── THE RECORDS ──
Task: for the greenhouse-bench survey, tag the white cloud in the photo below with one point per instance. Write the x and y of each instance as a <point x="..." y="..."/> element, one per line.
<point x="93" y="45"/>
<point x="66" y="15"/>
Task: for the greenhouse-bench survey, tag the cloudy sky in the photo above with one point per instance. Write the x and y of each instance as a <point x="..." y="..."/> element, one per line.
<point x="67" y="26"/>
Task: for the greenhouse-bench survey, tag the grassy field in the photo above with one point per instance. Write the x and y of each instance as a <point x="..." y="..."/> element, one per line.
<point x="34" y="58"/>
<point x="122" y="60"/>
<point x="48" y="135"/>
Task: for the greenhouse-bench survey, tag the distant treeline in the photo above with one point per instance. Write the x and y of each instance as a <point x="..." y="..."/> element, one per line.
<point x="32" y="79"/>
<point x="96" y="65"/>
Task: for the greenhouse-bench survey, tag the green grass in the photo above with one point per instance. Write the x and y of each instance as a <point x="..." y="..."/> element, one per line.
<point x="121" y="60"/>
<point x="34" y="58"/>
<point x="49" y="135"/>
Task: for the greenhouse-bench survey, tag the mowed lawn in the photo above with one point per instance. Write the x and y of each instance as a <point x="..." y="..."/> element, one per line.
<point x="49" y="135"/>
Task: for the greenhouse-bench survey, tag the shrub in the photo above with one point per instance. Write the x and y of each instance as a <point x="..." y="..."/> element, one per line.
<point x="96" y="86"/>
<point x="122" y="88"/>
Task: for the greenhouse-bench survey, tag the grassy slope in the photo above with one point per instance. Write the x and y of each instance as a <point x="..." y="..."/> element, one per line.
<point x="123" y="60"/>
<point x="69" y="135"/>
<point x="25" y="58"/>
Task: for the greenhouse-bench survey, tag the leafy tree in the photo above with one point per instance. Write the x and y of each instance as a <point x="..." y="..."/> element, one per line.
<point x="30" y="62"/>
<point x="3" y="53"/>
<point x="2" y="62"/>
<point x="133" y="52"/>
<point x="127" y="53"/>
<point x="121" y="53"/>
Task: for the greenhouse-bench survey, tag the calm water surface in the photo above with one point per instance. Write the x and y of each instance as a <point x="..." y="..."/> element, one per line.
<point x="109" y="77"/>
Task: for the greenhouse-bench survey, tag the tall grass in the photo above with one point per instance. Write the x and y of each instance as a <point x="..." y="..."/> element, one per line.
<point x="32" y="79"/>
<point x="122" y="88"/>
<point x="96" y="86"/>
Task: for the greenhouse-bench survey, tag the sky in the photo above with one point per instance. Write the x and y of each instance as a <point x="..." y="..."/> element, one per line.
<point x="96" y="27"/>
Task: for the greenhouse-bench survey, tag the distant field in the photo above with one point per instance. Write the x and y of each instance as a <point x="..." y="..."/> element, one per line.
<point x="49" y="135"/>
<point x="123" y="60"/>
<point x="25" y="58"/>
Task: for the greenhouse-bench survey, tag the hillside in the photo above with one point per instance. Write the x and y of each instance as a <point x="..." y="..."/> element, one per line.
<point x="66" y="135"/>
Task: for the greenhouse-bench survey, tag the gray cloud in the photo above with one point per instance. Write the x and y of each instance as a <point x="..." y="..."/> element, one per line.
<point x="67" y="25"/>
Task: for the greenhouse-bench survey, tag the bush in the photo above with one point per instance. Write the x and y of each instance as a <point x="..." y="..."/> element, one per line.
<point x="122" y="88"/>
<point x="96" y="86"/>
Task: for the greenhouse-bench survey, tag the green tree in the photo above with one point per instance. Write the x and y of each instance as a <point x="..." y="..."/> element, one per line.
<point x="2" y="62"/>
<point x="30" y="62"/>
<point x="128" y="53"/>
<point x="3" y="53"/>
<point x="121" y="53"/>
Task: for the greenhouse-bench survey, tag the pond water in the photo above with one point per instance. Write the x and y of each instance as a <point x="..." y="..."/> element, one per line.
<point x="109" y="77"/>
───
(THE EXERCISE):
Can you reproduce all of the material with every "greenhouse-bench survey" swapped for "field-plot survey" and nothing else altered?

(THE RESULT):
Task: for the field-plot survey, tag the white cloud in the photo below with one point per instance. Write the x and y of each instance as a <point x="..." y="..."/> element, one per line.
<point x="93" y="45"/>
<point x="66" y="15"/>
Task: for the field-plot survey, tag the cloudy sky in the photo above with one point per instance. Write the x and y of each instance as a <point x="..." y="..."/> element, one per line.
<point x="67" y="26"/>
Task: for the field-plot survey, tag the grassy field in the photo above with one point per instance. Write the x and y of each instance as a <point x="..." y="..."/> element, one per line.
<point x="34" y="58"/>
<point x="122" y="60"/>
<point x="48" y="135"/>
Task: for the field-plot survey, tag the distant treeline in the photo above with one point per instance. Write the x and y of each instance as a <point x="..." y="..."/> element, one per line.
<point x="32" y="79"/>
<point x="96" y="65"/>
Task: for the field-plot survey, tag the green grass in the photo above with one point per instance. Write the x and y of each instance as a <point x="..." y="..."/> element, one per line.
<point x="121" y="60"/>
<point x="34" y="58"/>
<point x="49" y="135"/>
Task: for the field-plot survey, tag the mowed lawn in the photo above with one point per instance. Write the x and y of each instance as a <point x="..." y="..."/> element, one per line.
<point x="49" y="135"/>
Task: for the field-plot survey, tag the shrub in the photo above with one point per instance. Write the x and y of each instance as a <point x="..." y="..."/> element, one per line.
<point x="96" y="86"/>
<point x="122" y="88"/>
Task: for the field-plot survey, tag the grassy slope in the photo above with one point per instance. Write the x and y of each instance as a <point x="..." y="..."/> element, one per line.
<point x="123" y="60"/>
<point x="69" y="135"/>
<point x="25" y="58"/>
Task: for the field-plot survey, tag the leafy tree in the photo above with one point per instance. Write the x and y of each instance as a <point x="..." y="..."/> element, one per line.
<point x="30" y="62"/>
<point x="3" y="53"/>
<point x="2" y="62"/>
<point x="133" y="52"/>
<point x="127" y="53"/>
<point x="121" y="53"/>
Task: for the field-plot survey, tag the calm water surface in the photo above with one point per instance. Write the x and y of each instance as a <point x="..." y="..."/> element, one per line.
<point x="109" y="77"/>
Task: for the field-plot survey, tag the tall grass in the photo above with one point per instance. Write the x and y of each instance as a <point x="..." y="..."/> element, one per line.
<point x="32" y="79"/>
<point x="122" y="88"/>
<point x="96" y="86"/>
Task: for the field-plot survey, tag the sky in the photo above with one point per instance. Write the x and y of each instance as a <point x="..." y="..."/> element, one per line.
<point x="96" y="27"/>
Task: for the field-plot survey, tag the distant field in the photo above with one point per instance. Write the x and y of each instance as a <point x="..." y="..."/> element, one per line.
<point x="49" y="135"/>
<point x="123" y="60"/>
<point x="25" y="58"/>
Task: for the field-plot survey, tag the hillside in the photo above with one point per instance. Write the x and y of each instance as a <point x="..." y="..."/> element, one per line.
<point x="66" y="135"/>
Task: for the field-plot survey, tag the gray cloud in the photo above with one point per instance. Write the x and y of each instance as a <point x="..." y="..."/> element, one per line.
<point x="67" y="25"/>
Task: for the field-plot survey, tag the bush in the photo above with one point per instance. Write the x and y of each instance as a <point x="..." y="..."/> element, one per line.
<point x="122" y="88"/>
<point x="96" y="86"/>
Task: for the field-plot survey, tag the green tree in the photo above with one point per instance. Write the x and y of each instance as a <point x="..." y="..."/> element, one per line.
<point x="2" y="62"/>
<point x="30" y="62"/>
<point x="128" y="53"/>
<point x="3" y="53"/>
<point x="121" y="53"/>
Task: for the field-plot survey, tag the pond water in the photo above with one point per instance. Write the x and y of each instance as a <point x="..." y="..."/> element, one per line.
<point x="109" y="77"/>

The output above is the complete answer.